**DIRECTIVE**: Transcribe each record below word for word.

**INPUT MATERIAL**:
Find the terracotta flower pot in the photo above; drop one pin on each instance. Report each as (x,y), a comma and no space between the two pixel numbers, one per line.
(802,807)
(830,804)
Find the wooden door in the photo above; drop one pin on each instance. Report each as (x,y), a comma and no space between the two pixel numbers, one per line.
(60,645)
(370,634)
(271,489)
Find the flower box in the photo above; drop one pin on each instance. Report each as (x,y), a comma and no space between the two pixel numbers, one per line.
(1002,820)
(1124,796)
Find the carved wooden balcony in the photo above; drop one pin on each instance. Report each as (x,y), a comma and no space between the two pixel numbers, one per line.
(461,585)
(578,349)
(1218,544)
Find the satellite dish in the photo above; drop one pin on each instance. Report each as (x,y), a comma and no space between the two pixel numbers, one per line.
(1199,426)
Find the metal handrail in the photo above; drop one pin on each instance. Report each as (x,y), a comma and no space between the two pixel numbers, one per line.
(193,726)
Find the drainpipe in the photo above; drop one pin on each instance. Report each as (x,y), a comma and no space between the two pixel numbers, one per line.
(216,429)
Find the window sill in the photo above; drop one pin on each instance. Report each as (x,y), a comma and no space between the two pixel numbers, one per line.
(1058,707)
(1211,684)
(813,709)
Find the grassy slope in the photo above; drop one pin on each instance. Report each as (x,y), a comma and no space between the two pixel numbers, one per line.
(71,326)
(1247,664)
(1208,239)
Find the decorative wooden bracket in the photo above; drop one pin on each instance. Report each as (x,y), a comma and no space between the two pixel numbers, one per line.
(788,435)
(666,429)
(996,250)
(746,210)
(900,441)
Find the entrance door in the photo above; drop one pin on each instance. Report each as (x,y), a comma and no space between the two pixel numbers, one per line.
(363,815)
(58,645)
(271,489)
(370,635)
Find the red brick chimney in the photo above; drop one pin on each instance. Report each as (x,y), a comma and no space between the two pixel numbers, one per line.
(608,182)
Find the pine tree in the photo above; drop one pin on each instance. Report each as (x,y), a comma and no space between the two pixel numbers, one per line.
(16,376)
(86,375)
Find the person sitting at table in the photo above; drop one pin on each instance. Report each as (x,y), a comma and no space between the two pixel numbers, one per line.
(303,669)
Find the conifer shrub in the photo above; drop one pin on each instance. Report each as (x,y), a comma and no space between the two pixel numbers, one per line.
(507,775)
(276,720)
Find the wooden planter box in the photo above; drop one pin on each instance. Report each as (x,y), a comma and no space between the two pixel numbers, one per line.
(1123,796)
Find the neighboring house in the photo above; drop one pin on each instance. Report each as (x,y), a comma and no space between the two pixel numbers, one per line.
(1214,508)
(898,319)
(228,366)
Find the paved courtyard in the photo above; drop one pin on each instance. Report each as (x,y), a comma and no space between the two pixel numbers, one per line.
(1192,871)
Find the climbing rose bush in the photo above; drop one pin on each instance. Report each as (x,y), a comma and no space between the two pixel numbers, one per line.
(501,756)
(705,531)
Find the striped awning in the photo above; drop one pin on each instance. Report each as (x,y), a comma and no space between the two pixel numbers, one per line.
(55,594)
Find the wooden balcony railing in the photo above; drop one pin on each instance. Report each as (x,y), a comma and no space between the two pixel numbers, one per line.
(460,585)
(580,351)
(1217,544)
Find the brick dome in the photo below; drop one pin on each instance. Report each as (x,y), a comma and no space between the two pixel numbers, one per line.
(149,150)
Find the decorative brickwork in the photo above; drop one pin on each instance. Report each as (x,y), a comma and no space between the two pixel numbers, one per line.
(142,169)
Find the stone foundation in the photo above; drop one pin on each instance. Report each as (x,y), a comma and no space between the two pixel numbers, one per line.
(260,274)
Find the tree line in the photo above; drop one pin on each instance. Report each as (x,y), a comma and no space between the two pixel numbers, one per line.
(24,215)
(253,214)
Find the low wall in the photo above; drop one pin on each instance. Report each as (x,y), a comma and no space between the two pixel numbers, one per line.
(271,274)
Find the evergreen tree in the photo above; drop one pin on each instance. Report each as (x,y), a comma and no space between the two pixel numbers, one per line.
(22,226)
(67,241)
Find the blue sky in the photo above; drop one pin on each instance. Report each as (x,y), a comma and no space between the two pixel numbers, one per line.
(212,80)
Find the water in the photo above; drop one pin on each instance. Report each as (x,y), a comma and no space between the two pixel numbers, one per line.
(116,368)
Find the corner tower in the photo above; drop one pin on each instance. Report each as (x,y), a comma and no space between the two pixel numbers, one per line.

**SOLUTION FOR THIS EXERCISE**:
Find the terracotta flower pot in the photo above; drop one pin on each instance. Report each as (x,y), a comma and no space between the two pixel numbers, one per line.
(802,807)
(830,804)
Find the wooden door in the photo above; drop one pin on each instance. Report each as (x,y), a comma and no space between the two pixel numbers, one per line.
(60,645)
(370,634)
(271,489)
Find the flower box in the photo above; drop one pin on each instance. Report each as (x,y), a comma and no space between the two pixel numbers, one per line.
(1002,820)
(1124,796)
Find the carved wooden balcony in the photo above; drop one pin on each instance. Report each as (x,y), a comma and no space between the two pixel numbers, one per line.
(461,585)
(578,349)
(1218,544)
Find the satellite dish in the photo above; drop one pin on each instance. Report each as (x,y), a comma and no space between the two pixel numbers, one per line.
(1199,426)
Find the metal handrail in the photo above; drop one pin on each instance. Report each as (x,y), a comma and no space between the two pixel numbers, one per line.
(193,726)
Find the drainpipe in the photo above; drop one pin on each instance. Report each as (x,y), a comma and no space between the two pixel numbers, one per line.
(216,429)
Find the window sill in the photo above; drop one pin on each instance. Report each as (x,y), a comma and no space between the two pixel numbers, one per line.
(1058,707)
(1211,684)
(813,709)
Find the grassy slope in the photo above; drop one pin on each instance. Report each as (x,y), a comma and no space between the two pixel numbers, one per line.
(71,326)
(1247,664)
(1208,239)
Find the decorative wooden bracket in the photo above; drop one pin on each instance. Report each as (x,y), a comma and no space between the two pixel numbers, one per line.
(788,435)
(666,429)
(996,250)
(746,210)
(900,441)
Find the entrance door in the photo above; drop one pin on each instance. Report each as (x,y), a comma and no space between the two pixel numbers, one per line.
(363,815)
(58,645)
(271,489)
(370,635)
Find the red brick chimney in the photo above; drop one pin on each instance. Report each as (x,y), a comma and no space between the two pixel numbers, one per line.
(608,182)
Find the pine tree in the photo above; drop one pin on each instance. Report each as (x,y), a comma and no space between the two pixel numbers, one per line.
(16,376)
(86,375)
Find the person sitting at table in the photo above; drop one pin on each instance. Report each as (x,y), a comma and no space between the two pixel numbers, one per line.
(303,669)
Find the conifer shrub in the photo above; drop one pin on each instance. Report each as (x,y), a comma and no space between the two pixel numbers, one per line.
(507,775)
(276,720)
Find the wooden planter box in the photo above; drop one pin on each instance. Report each as (x,y), a comma and no space between the two pixel numbers, one per line.
(1123,796)
Find the neighboring house in the photo above; drop one pin on each instance. Report each as (x,y), a comma and no space between the two pixel numbers, one per line.
(1214,508)
(898,319)
(228,366)
Find the paved courtyard in the photo above; drop one pin on each instance. Report each as (x,y), a comma and no space between the two pixel numbers, one per line.
(1192,871)
Find the climbing rose bush in the photo above; drop one pin on each instance. Report each as (x,y), a comma and no space between the two pixel numbers, one per line.
(501,756)
(705,531)
Find the striped awning in the photo above; drop one pin on each instance. Report each as (x,y), a comma and no space between the two pixel numbers, one per line.
(55,594)
Find the wooden balcony railing in the photo above; drop one pin on each instance. Report each as (x,y), a comma and no space between the two pixel numbers, one per line.
(460,585)
(580,351)
(1217,544)
Find the brick dome in the photo below; drop one pin on each instance. Report each as (x,y), a comma and no space between the two pixel numbers, one per line.
(149,150)
Find the decorative brickwork in the photo above; drop one pin on each instance. Report each as (x,y), a comma and no space between the two pixel numbers, one per line.
(142,169)
Find the stone foundation in the photo above; drop one pin on each instance. Report each as (x,y), a comma and no space between the two pixel numbers, one per line.
(260,274)
Find the tree line in the photo above; drop one pin on each instance. Report each as (x,y), a comma and no space between the two pixel numbers, one per line.
(24,215)
(253,214)
Find the low wall in the photo above; drop one pin on each instance. Report each as (x,y), a comma and no space between the two pixel numbers, one per line.
(271,274)
Find the evergreen tree in the photo above; drop one pin on each instance. Report each as (x,y), a comma and no space between the two pixel numbers, one per line.
(22,226)
(67,241)
Find the blue sky in the photo above; drop one pin on each instance. Report each as (x,y), a comma and no space between the two pixel numbers, one per line.
(212,80)
Find the water in the photo above; drop one pin on each instance. Report each as (x,y), a comma and no space between the two pixel numbers, one per line.
(116,368)
Find the corner tower in the photo above; drop one pin on each instance. Report each as (x,y), a comma and no space between the two pixel numbers, one per line.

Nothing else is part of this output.